* Start GIVEN DATA *

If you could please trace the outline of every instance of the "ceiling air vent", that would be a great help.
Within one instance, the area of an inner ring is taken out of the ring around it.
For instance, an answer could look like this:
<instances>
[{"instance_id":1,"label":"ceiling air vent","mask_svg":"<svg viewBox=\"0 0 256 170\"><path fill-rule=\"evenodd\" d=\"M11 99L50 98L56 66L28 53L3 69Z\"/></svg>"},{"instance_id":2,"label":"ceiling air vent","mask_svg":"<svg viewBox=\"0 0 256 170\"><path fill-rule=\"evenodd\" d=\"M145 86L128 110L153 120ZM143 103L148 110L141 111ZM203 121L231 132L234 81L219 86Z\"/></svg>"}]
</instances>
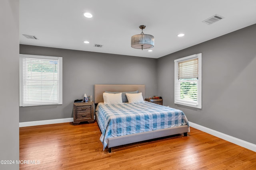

* End GIVEN DATA *

**PROBLEM TO SOLVE:** Output the lines above word for word, without the picture.

**RESPONSE TO THE EXERCISE:**
If you could please trace the outline of every instance of the "ceiling air vent", that would be a great help.
Within one instance, the area of an inner ring is taken out of the ring around it.
For instance, an answer could look like this:
<instances>
[{"instance_id":1,"label":"ceiling air vent","mask_svg":"<svg viewBox=\"0 0 256 170\"><path fill-rule=\"evenodd\" d=\"M11 99L50 98L56 66L28 53L3 69Z\"/></svg>"},{"instance_id":2,"label":"ceiling air vent","mask_svg":"<svg viewBox=\"0 0 256 170\"><path fill-rule=\"evenodd\" d=\"M145 86L128 110L153 120ZM143 103L148 110L141 111ZM203 121L231 132L234 81L219 86Z\"/></svg>"}]
</instances>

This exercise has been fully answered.